- [Exercise instructions]:
Would you return the full listing exactly, with nothing altered?
____________
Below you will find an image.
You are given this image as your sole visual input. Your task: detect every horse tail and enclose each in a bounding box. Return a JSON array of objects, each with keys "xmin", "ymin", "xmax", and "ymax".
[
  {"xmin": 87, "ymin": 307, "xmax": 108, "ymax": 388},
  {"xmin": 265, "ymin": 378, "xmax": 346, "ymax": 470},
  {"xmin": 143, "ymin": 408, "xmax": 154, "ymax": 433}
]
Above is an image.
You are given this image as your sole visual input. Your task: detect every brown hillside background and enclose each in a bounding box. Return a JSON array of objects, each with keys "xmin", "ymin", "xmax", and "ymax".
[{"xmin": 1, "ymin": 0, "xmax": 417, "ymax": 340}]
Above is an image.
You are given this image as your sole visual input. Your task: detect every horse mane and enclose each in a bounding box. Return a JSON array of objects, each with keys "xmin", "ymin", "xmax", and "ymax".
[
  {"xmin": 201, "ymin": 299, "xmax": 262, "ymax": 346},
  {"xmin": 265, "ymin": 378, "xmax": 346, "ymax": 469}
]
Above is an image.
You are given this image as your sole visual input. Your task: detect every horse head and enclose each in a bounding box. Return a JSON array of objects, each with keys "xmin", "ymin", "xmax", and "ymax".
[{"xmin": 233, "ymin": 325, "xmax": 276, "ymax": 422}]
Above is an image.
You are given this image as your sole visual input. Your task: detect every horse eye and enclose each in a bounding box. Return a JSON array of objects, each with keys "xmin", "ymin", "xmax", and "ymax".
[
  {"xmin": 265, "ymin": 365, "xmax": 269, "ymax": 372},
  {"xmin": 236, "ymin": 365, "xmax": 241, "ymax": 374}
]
____________
- [Answer to the problem]:
Below you will find an image.
You are given this image as your sole visual input. Your task: detect every horse tail and enclose each in a bounding box. Return a JSON array of objects, each with keys "xmin", "ymin", "xmax", and "ymax".
[
  {"xmin": 87, "ymin": 307, "xmax": 108, "ymax": 388},
  {"xmin": 265, "ymin": 378, "xmax": 346, "ymax": 470},
  {"xmin": 143, "ymin": 408, "xmax": 154, "ymax": 433}
]
Above is an image.
You are given this image as your sole visual input. Your task: detect every brown hillside background and enclose each in a bounding box. Return a JSON array of objects, each with keys "xmin", "ymin", "xmax", and "ymax".
[{"xmin": 1, "ymin": 0, "xmax": 417, "ymax": 340}]
Above is an image.
You are given this image as your sole visual input. Your task: detect every horse mane and enclose each in a bounding box. Return a JSON array of objects, each with keys "xmin", "ymin", "xmax", and "ymax".
[
  {"xmin": 201, "ymin": 299, "xmax": 262, "ymax": 346},
  {"xmin": 265, "ymin": 378, "xmax": 346, "ymax": 469}
]
Above is an image.
You are given this image as your sole visual input. Your task: detect every horse head and enclose each in a bounding box. Return a JSON array of objects, each with keys "xmin", "ymin", "xmax", and "ymax".
[{"xmin": 233, "ymin": 325, "xmax": 276, "ymax": 422}]
Above is an image.
You are given this image as your sole visual input. Your task: detect every horse eye and enclose each in a bounding box. Return a JSON array of objects, each with keys "xmin", "ymin", "xmax", and "ymax".
[
  {"xmin": 265, "ymin": 365, "xmax": 269, "ymax": 372},
  {"xmin": 236, "ymin": 365, "xmax": 241, "ymax": 374}
]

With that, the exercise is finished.